Aim of the exercise -
Everything from the line containing "280L462 327L490 326V240L448" through the line containing "box: [118, 147, 264, 221]" should be repeated exactly, and nothing else from the data.
───
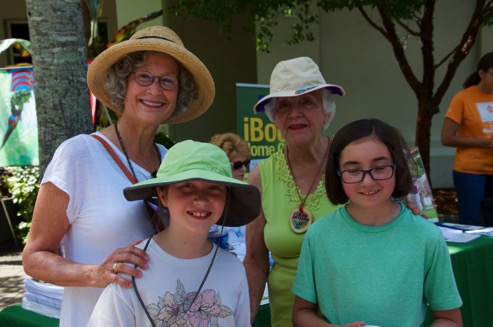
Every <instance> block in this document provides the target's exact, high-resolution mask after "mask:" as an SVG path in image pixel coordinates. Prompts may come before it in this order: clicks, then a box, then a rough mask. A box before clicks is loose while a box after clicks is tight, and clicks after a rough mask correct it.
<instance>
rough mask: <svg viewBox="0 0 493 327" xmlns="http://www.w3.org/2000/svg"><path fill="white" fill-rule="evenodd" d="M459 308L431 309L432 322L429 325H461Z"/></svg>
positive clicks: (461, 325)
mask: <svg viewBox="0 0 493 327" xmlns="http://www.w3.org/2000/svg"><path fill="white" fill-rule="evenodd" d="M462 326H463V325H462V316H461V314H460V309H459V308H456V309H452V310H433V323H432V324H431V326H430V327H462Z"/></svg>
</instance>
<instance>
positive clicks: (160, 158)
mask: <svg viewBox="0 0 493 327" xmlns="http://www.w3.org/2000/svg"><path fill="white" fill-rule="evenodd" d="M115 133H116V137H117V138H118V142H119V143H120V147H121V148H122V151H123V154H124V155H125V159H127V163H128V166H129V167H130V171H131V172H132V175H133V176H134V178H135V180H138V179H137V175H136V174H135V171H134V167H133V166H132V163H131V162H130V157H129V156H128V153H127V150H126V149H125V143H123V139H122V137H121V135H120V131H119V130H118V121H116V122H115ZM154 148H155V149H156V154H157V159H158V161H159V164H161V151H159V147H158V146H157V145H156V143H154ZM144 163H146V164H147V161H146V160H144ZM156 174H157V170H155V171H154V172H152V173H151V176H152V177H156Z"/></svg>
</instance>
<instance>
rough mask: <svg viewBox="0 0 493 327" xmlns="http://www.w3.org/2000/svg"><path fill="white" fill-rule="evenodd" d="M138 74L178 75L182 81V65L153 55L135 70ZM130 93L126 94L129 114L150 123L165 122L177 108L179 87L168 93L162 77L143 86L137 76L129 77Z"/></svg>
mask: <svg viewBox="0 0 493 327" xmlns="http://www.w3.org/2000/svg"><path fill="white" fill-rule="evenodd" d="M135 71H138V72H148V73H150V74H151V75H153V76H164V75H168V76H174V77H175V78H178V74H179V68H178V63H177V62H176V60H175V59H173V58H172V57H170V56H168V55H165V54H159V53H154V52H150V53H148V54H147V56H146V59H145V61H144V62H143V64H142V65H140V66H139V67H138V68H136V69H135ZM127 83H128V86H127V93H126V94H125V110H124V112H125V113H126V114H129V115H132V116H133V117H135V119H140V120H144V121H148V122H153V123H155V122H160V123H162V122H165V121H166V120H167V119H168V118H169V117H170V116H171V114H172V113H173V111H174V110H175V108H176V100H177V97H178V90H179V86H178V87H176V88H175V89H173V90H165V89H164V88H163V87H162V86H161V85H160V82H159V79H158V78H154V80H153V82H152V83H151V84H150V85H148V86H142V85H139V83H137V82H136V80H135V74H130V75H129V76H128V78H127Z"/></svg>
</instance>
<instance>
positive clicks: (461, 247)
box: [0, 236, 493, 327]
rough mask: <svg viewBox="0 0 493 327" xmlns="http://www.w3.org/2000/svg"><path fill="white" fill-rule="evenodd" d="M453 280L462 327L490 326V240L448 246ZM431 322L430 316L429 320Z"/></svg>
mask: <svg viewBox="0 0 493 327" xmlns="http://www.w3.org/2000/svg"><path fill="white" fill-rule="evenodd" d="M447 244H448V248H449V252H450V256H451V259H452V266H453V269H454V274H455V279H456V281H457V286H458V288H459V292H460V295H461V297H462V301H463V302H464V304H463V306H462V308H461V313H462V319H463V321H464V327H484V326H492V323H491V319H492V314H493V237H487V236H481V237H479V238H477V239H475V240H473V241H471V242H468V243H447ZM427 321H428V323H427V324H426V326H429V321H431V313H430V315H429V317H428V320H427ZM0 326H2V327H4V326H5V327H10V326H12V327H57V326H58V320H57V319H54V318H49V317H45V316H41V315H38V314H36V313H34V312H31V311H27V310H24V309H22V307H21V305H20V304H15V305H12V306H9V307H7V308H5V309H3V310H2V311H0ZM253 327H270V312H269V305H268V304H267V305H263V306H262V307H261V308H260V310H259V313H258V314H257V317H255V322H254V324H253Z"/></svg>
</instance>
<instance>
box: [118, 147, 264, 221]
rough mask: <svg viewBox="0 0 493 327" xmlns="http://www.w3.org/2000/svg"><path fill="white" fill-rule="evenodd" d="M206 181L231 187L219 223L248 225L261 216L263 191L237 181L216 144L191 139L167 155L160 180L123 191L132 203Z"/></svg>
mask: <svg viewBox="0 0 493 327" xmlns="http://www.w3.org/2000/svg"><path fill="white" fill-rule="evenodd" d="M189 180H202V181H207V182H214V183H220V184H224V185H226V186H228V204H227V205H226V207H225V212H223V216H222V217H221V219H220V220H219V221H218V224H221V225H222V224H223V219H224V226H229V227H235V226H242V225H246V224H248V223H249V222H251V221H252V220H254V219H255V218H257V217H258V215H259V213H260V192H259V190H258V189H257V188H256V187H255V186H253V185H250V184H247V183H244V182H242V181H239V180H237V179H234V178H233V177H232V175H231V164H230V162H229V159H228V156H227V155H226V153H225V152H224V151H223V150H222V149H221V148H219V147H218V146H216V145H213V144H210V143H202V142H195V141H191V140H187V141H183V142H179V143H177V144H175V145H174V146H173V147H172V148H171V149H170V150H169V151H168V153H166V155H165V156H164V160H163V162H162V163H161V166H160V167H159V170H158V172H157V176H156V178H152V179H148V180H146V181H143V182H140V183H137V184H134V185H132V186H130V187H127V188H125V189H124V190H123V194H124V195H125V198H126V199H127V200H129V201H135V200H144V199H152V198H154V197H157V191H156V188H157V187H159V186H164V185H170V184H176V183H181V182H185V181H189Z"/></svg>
───
Exercise result -
rough mask: <svg viewBox="0 0 493 327" xmlns="http://www.w3.org/2000/svg"><path fill="white" fill-rule="evenodd" d="M453 280L462 327L490 326V240L448 246ZM431 322L430 316L429 320Z"/></svg>
mask: <svg viewBox="0 0 493 327" xmlns="http://www.w3.org/2000/svg"><path fill="white" fill-rule="evenodd" d="M447 244H448V248H449V252H450V256H451V259H452V266H453V269H454V274H455V279H456V281H457V286H458V288H459V292H460V295H461V297H462V301H463V302H464V304H463V306H462V308H461V313H462V319H463V321H464V327H484V326H492V323H491V319H492V314H493V237H487V236H481V237H479V238H477V239H475V240H473V241H471V242H468V243H447ZM427 321H428V323H427V324H426V326H429V321H431V313H430V315H429V317H428V320H427ZM0 326H2V327H4V326H5V327H10V326H12V327H57V326H58V320H57V319H54V318H49V317H45V316H41V315H38V314H36V313H34V312H31V311H27V310H24V309H22V307H21V305H20V304H15V305H12V306H9V307H7V308H5V309H3V310H2V311H0ZM253 327H270V312H269V305H268V304H267V305H263V306H262V307H261V308H260V310H259V313H258V314H257V317H255V322H254V324H253Z"/></svg>
</instance>
<instance>
box: [118, 147, 264, 221]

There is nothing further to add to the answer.